## [Extract]
MAPS OF HISTORY

MAPS OF HISTORY · ON THIS DAY · March 1 · 1918

ON THIS DAY · 1 MARCH 1918

The bread peace

Map: The bread peace
1 MARCH 1918 · THE GREAT WAR, 1914–1918

1 Mar 1918 — German troops enter Kyiv, propping a client government in exchange for a promised million tons of grain. A million men stay east to hold and strip the conquest — men Ludendorff will shortly need in France.

## [Listed records]
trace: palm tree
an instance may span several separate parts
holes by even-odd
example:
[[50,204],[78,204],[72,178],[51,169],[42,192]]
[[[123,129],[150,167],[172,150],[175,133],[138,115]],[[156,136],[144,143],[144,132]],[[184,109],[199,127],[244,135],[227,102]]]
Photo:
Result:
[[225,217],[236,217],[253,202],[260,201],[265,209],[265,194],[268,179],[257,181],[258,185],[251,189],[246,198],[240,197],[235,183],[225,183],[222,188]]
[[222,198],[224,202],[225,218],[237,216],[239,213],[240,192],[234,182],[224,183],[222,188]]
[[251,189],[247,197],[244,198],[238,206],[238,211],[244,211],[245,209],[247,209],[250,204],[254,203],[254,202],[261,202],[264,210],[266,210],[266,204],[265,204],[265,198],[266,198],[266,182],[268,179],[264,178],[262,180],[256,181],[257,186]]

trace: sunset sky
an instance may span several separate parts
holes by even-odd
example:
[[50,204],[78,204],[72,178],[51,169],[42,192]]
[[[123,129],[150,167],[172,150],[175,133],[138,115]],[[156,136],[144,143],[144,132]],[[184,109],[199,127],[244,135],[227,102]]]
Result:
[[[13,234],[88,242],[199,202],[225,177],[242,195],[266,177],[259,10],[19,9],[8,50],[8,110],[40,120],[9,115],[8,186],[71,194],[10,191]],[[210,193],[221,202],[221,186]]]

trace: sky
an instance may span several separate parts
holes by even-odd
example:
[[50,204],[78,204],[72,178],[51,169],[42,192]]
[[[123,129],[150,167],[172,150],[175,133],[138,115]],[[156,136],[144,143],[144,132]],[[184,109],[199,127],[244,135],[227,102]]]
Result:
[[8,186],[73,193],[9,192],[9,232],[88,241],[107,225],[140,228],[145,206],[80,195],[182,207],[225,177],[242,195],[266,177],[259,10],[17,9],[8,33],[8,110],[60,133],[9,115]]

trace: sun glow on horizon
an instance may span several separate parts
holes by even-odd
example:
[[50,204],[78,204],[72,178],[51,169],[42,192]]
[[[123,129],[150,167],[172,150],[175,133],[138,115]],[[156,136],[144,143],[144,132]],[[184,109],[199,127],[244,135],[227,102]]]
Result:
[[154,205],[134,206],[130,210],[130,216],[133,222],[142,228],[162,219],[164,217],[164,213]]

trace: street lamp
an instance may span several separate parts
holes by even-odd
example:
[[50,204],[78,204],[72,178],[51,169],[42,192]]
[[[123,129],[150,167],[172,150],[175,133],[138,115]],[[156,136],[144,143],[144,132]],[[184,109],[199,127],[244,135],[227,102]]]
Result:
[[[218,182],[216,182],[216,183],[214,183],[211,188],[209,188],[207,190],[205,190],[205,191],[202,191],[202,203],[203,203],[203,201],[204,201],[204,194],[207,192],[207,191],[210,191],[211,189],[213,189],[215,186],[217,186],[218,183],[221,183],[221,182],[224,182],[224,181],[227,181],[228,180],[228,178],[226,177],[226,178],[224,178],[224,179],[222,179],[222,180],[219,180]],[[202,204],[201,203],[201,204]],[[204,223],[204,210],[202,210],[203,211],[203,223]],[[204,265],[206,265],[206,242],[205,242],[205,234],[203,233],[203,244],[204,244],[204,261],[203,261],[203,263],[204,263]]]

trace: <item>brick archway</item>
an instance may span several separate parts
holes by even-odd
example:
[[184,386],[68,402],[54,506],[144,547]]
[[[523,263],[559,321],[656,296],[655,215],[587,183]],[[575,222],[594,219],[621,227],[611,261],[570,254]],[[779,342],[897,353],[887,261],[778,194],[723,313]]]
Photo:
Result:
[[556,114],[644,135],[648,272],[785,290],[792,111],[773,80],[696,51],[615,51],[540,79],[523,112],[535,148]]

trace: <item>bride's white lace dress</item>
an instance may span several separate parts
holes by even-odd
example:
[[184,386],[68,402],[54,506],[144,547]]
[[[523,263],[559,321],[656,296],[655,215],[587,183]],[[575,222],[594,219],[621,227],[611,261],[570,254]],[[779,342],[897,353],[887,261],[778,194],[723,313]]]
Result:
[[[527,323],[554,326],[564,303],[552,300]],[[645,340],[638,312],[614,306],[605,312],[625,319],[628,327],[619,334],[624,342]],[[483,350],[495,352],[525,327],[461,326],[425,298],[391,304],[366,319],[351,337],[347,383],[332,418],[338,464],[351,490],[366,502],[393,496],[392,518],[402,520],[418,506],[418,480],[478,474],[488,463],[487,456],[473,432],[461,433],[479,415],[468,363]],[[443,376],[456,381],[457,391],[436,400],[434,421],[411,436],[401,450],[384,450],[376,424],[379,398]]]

## [Directions]
A - Summarize the entry on the bread peace in two sentences.
B - According to the entry on the bread peace, what did the client government promise in exchange for German support?
C - List every proper name of a person or place that appears in the entry on the bread peace.

## [Solution list]
A - On 1 March 1918, German troops entered Kyiv and propped up a client government in exchange for a promised million tons of grain. A million men stayed in the east to hold and strip the conquest, men Ludendorff would shortly need in France.

B - A million tons of grain.

C - Kyiv, Ludendorff, France